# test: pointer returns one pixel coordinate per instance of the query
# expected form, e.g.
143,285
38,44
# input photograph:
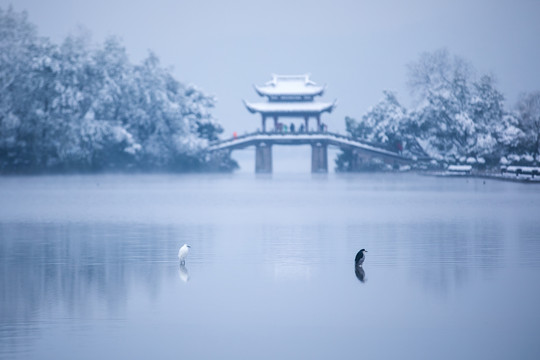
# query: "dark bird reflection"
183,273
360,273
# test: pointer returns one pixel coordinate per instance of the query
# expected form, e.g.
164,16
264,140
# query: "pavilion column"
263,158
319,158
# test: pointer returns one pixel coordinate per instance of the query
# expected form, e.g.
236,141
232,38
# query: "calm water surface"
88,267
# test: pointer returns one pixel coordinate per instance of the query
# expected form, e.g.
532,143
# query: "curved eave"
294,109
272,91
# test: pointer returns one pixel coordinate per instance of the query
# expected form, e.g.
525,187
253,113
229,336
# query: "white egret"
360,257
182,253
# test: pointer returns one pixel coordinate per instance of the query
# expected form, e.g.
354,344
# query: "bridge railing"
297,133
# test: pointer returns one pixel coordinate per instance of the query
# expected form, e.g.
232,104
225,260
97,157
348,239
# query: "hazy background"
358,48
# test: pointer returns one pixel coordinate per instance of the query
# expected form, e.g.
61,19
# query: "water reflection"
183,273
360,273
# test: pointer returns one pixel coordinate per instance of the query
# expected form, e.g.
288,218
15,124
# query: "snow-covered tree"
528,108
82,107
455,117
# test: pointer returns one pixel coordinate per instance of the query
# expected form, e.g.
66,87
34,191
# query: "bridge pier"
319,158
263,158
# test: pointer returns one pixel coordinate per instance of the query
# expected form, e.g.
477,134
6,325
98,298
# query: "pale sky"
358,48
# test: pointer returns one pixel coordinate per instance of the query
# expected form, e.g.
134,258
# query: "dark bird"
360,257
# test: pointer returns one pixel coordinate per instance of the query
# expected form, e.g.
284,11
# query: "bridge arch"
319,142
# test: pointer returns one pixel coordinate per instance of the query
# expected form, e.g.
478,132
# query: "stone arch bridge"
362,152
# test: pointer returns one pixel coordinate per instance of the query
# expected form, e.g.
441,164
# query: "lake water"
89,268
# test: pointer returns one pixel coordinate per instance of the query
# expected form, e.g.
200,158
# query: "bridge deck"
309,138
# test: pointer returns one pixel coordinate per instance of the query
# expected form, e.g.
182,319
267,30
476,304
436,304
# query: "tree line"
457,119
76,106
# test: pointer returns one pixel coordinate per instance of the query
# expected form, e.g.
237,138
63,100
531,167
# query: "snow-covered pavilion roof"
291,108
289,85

------------------------------------------------------------------------

● **WHAT IS REQUIRED**: Set every entry down again word for word, but not the pictures.

● **EXERCISE OUTPUT**:
# test: pointer returns one pixel coordinate per instance of the query
# expected form, e.g.
143,285
38,44
# input photograph:
# query: "dark bird reflection"
183,273
360,273
# test: pointer returns one pixel coordinate per instance of the query
# expected form, e.g.
164,16
264,140
# query: "pavilion column"
263,158
319,158
# test: pointer returns one pixel coordinate per instance of the query
# expected form, e.g.
236,141
232,38
# query: "calm water surface"
88,267
# test: pointer returns one pixel coordinate per instance of the query
# expected form, e.g.
532,143
# query: "curved eave"
294,109
272,91
# test: pointer returns one pixel coordinate per instance of the query
# expected form, e.g.
525,187
253,113
229,336
# query: "white egret"
360,257
182,253
# test: pointer returns one pixel coordinate per instance of the query
# expected form, e.g.
354,344
# query: "bridge railing"
297,133
# test: pointer returns one pixel coordinate per instance of the query
# expected form, e.g.
232,104
225,260
97,157
348,239
# query: "hazy background"
358,48
# test: pointer returns one pixel coordinate per instance of the query
# expected form, e.g.
61,19
# query: "water reflection"
183,273
360,273
# test: pointer returns one pixel coordinate per instance of the query
# expected form, e.g.
288,218
15,124
# query: "snow-covered tree"
528,108
82,107
455,117
# test: pointer returns one pixel coordinate per instance of the query
# expected form, e.g.
66,87
34,191
# query: "bridge pier"
319,158
263,158
# test: pointer returns one pixel coordinate per instance of the query
# expected form, e.g.
477,134
6,325
98,298
# query: "pale sky"
358,48
# test: pointer returns one pixel coordinate per instance of the query
# expected form, e.g.
134,258
# query: "dark bird"
360,257
# test: pointer returns one pixel coordinate per instance of the query
# expected form, e.g.
284,11
# query: "bridge arch"
319,142
# test: pointer returns one pixel coordinate per instance of the query
# expected form, e.g.
478,132
# query: "stone arch bridge"
362,152
# test: pointer returns one pixel coordinate per instance of the query
# expected form, e.g.
441,164
# query: "lake water"
89,268
# test: pointer returns one pixel coordinate per instance of the query
# expected form, e.g.
200,158
# query: "bridge deck"
309,138
# test: pointer returns one pixel coordinate per instance of the query
# expected form, e.g.
182,319
267,30
476,304
436,304
# query: "tree line"
457,119
76,106
# test: pointer returns one pixel coordinate per instance of the query
# expected form, e.g.
237,138
63,100
531,167
# query: "snow-covered pavilion roof"
291,108
289,85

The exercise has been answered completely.